**Instruction:** Copy out, word for word, every line of the material below from the line containing "Shelf-set audit: indicate the blue" through the final line, including both of those lines.

**Task material:**
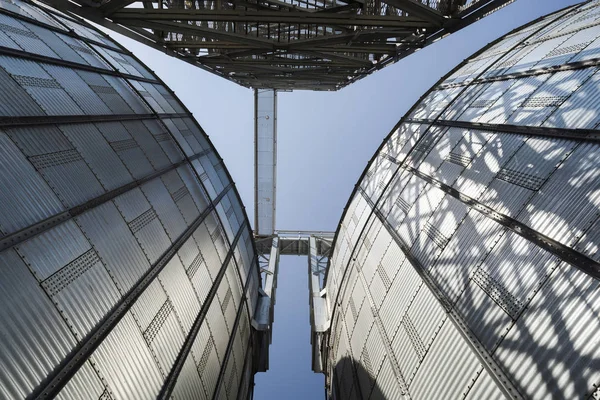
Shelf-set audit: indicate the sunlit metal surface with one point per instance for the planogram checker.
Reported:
(265, 161)
(286, 44)
(468, 253)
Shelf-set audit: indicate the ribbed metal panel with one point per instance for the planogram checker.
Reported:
(484, 388)
(35, 338)
(189, 386)
(125, 362)
(498, 222)
(85, 384)
(180, 292)
(18, 102)
(29, 199)
(166, 209)
(450, 360)
(567, 307)
(578, 111)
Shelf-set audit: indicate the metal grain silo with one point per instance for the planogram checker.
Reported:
(466, 263)
(127, 266)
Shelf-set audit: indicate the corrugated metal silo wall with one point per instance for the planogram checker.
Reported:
(127, 267)
(466, 263)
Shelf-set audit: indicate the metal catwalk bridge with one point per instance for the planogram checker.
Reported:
(275, 45)
(285, 44)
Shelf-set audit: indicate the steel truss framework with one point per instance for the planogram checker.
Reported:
(285, 44)
(317, 246)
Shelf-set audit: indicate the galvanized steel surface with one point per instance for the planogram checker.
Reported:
(485, 276)
(91, 208)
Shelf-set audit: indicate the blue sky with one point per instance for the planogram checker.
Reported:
(325, 141)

**Exercise response:**
Shelf-set audit: indicate the blue sky with one point per instance for the planogram checker.
Reported:
(325, 141)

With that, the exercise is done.